● Pointing entries
======
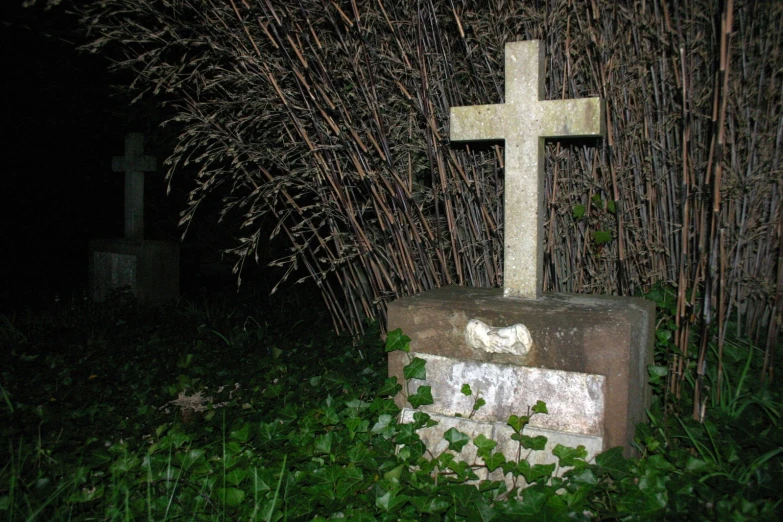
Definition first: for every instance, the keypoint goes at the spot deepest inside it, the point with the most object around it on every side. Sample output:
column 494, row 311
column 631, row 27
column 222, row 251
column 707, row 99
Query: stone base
column 596, row 335
column 149, row 268
column 500, row 432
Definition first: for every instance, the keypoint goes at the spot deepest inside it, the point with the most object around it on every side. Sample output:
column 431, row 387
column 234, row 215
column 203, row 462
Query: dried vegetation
column 326, row 123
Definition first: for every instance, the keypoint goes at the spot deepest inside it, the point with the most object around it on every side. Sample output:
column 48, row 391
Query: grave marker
column 585, row 356
column 523, row 122
column 134, row 164
column 149, row 268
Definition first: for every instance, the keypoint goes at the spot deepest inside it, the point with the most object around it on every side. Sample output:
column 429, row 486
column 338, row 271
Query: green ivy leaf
column 416, row 369
column 422, row 397
column 537, row 443
column 231, row 497
column 389, row 501
column 536, row 472
column 484, row 445
column 422, row 420
column 518, row 423
column 457, row 440
column 613, row 463
column 384, row 425
column 396, row 340
column 567, row 456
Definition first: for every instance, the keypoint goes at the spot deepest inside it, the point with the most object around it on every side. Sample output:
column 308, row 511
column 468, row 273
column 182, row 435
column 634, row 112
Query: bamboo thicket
column 331, row 119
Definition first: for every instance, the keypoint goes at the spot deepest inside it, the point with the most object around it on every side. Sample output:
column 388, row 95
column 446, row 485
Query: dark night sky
column 63, row 123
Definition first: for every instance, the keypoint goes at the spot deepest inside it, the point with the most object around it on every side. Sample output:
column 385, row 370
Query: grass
column 227, row 410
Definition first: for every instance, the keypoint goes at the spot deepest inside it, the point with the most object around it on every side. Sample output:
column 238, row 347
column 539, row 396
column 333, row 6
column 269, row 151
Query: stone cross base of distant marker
column 585, row 356
column 149, row 269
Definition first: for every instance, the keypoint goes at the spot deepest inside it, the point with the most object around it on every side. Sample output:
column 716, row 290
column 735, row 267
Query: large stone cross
column 523, row 122
column 134, row 164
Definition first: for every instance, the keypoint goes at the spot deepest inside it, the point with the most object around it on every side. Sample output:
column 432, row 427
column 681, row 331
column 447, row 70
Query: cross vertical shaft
column 523, row 121
column 134, row 164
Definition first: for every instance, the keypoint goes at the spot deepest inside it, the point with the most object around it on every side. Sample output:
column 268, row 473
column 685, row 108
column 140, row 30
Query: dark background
column 65, row 116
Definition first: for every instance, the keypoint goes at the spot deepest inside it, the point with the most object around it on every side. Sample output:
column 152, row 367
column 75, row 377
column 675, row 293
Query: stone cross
column 523, row 122
column 134, row 164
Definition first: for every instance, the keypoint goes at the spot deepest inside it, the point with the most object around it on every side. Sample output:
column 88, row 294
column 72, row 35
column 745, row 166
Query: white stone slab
column 500, row 432
column 575, row 401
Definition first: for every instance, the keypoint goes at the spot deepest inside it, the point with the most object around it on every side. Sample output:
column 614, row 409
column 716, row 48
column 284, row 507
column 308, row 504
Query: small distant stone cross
column 134, row 164
column 523, row 122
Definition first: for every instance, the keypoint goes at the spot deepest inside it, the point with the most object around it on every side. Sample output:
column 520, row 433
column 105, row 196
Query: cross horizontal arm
column 583, row 117
column 478, row 122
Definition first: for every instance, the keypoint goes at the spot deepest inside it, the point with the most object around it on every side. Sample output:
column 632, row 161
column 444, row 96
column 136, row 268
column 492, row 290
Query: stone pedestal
column 149, row 268
column 588, row 361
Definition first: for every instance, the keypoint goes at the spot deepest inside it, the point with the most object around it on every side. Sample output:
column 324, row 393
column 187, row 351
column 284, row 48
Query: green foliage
column 125, row 413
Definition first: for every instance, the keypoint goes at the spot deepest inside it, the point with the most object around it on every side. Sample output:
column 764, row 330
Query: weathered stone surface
column 523, row 121
column 134, row 164
column 575, row 401
column 597, row 335
column 150, row 268
column 500, row 432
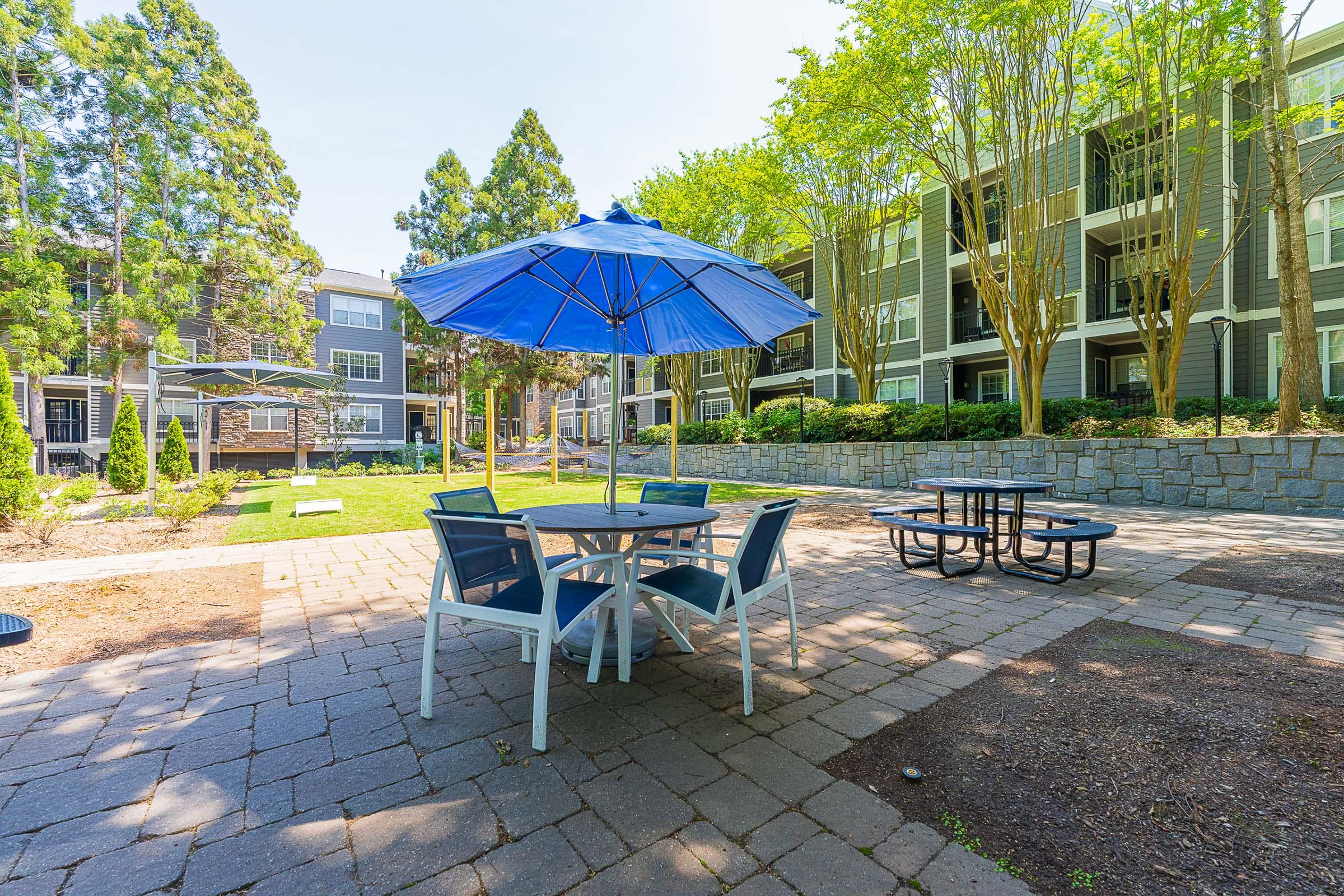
======
● What to work on
Reproduce all of the entries above word for word, leaving out the pictures.

● The answer
Definition first: for every instance, the keypoint goes at the spot deepest inside it, the point with the most object around it on every side. Sample output:
column 494, row 311
column 631, row 27
column 222, row 251
column 707, row 99
Query: stone base
column 596, row 335
column 149, row 268
column 500, row 432
Definition first: for every instance, the keypoint goes at the spot deepest inside it, the point with the most object around it on every side. Sample output:
column 431, row 387
column 234, row 215
column 203, row 462
Query: dried vegetation
column 326, row 123
Definition first: for every instance, the keypoint goes at the spot deepest inside it, the point with the most object around it on every side. Sample output:
column 48, row 391
Query: grave marker
column 585, row 356
column 523, row 122
column 134, row 164
column 149, row 268
Definition first: for every instance, the keypoint goes at the spot deepest inside it, the point with the most object around it on every side. Sample output:
column 429, row 486
column 338, row 271
Query: green ivy leaf
column 416, row 369
column 422, row 397
column 537, row 443
column 231, row 497
column 389, row 501
column 536, row 472
column 484, row 445
column 422, row 420
column 518, row 423
column 457, row 440
column 613, row 463
column 384, row 425
column 396, row 340
column 567, row 456
Definition first: for every instance, the keypoint goes at the spot deepest inside it, the point with the most object around it on every side. Sample output:
column 308, row 511
column 468, row 273
column 182, row 435
column 634, row 112
Query: bamboo thicket
column 331, row 119
Definition first: for every instance, the keypoint goes at the spot deepest inside it, the point with the most object around it on every side. Sample output:
column 388, row 95
column 446, row 485
Query: dark night sky
column 63, row 123
Definition first: for every instance, the keypoint goes at the spot deepest inside it, the point with the most object around it on every side. Sample output:
column 385, row 370
Query: grass
column 227, row 410
Definition first: for every instance, the keypoint goes at the spot deepest inside it, the point with the most object around it on every side. Sample output:
column 238, row 347
column 539, row 396
column 333, row 6
column 269, row 151
Query: stone cross base of distant marker
column 585, row 356
column 149, row 269
Definition first: for every instance, the keypoint goes at the spot deepest inside it, the point with the most object around it on every side. Sample output:
column 716, row 290
column 735, row 267
Query: large stone cross
column 523, row 122
column 134, row 164
Definition first: for every instance, the keypoint goes at the spot deepest inside it, the point with the most object around it on every side. Sample output:
column 432, row 427
column 681, row 331
column 447, row 70
Query: cross vertical shaft
column 523, row 121
column 134, row 164
Definition first: for every instance, the keypoint goes at the spot deepest inside it, the point with the most object around it on every side. Sample output:
column 268, row 473
column 685, row 108
column 140, row 30
Query: dark background
column 65, row 116
Definition first: for every instance, the keypoint goes at the spot deepest inside it, the point with the most object around it on every side. Sample output:
column 152, row 367
column 75, row 377
column 675, row 293
Query: stone cross
column 523, row 122
column 134, row 164
Definition first: for every instance, the keypoint goes at the spot deepest inside it, the point with the most object around it on every side. Sample output:
column 88, row 294
column 72, row 35
column 745, row 166
Query: white stone slab
column 500, row 432
column 575, row 401
Definition first: for every instance, the keypoint goes at the spot deepest inside it, the point with the most object around it on every side. Sample output:
column 614, row 409
column 716, row 48
column 284, row 507
column 308, row 504
Query: small distant stone cross
column 134, row 164
column 523, row 122
Definition first: for every instance, the keypoint goes at the spot deepest inside it, the point with the most object around it on every side. Sample output:
column 520, row 433
column 105, row 196
Query: cross horizontal arm
column 583, row 117
column 478, row 122
Definition first: for every instance, the keypoint goes at the spot deepest inside it, the point with the most object around it on every side. Sample output:
column 632, row 161
column 444, row 96
column 136, row 268
column 492, row 290
Query: stone pedestal
column 149, row 268
column 588, row 361
Definition first: for every instance, the keypoint goes at the spot deepest inside it, the point with the most object around it on every side. Sample output:
column 324, row 393
column 187, row 351
column 284, row 48
Query: green foliage
column 125, row 413
Definition first: for every instance, the keypoint goes at the spot deepest inside it, the point with the most object around it on every side. Sample output:
column 764, row 330
Query: weathered stone surface
column 523, row 121
column 134, row 164
column 575, row 401
column 597, row 335
column 150, row 268
column 500, row 432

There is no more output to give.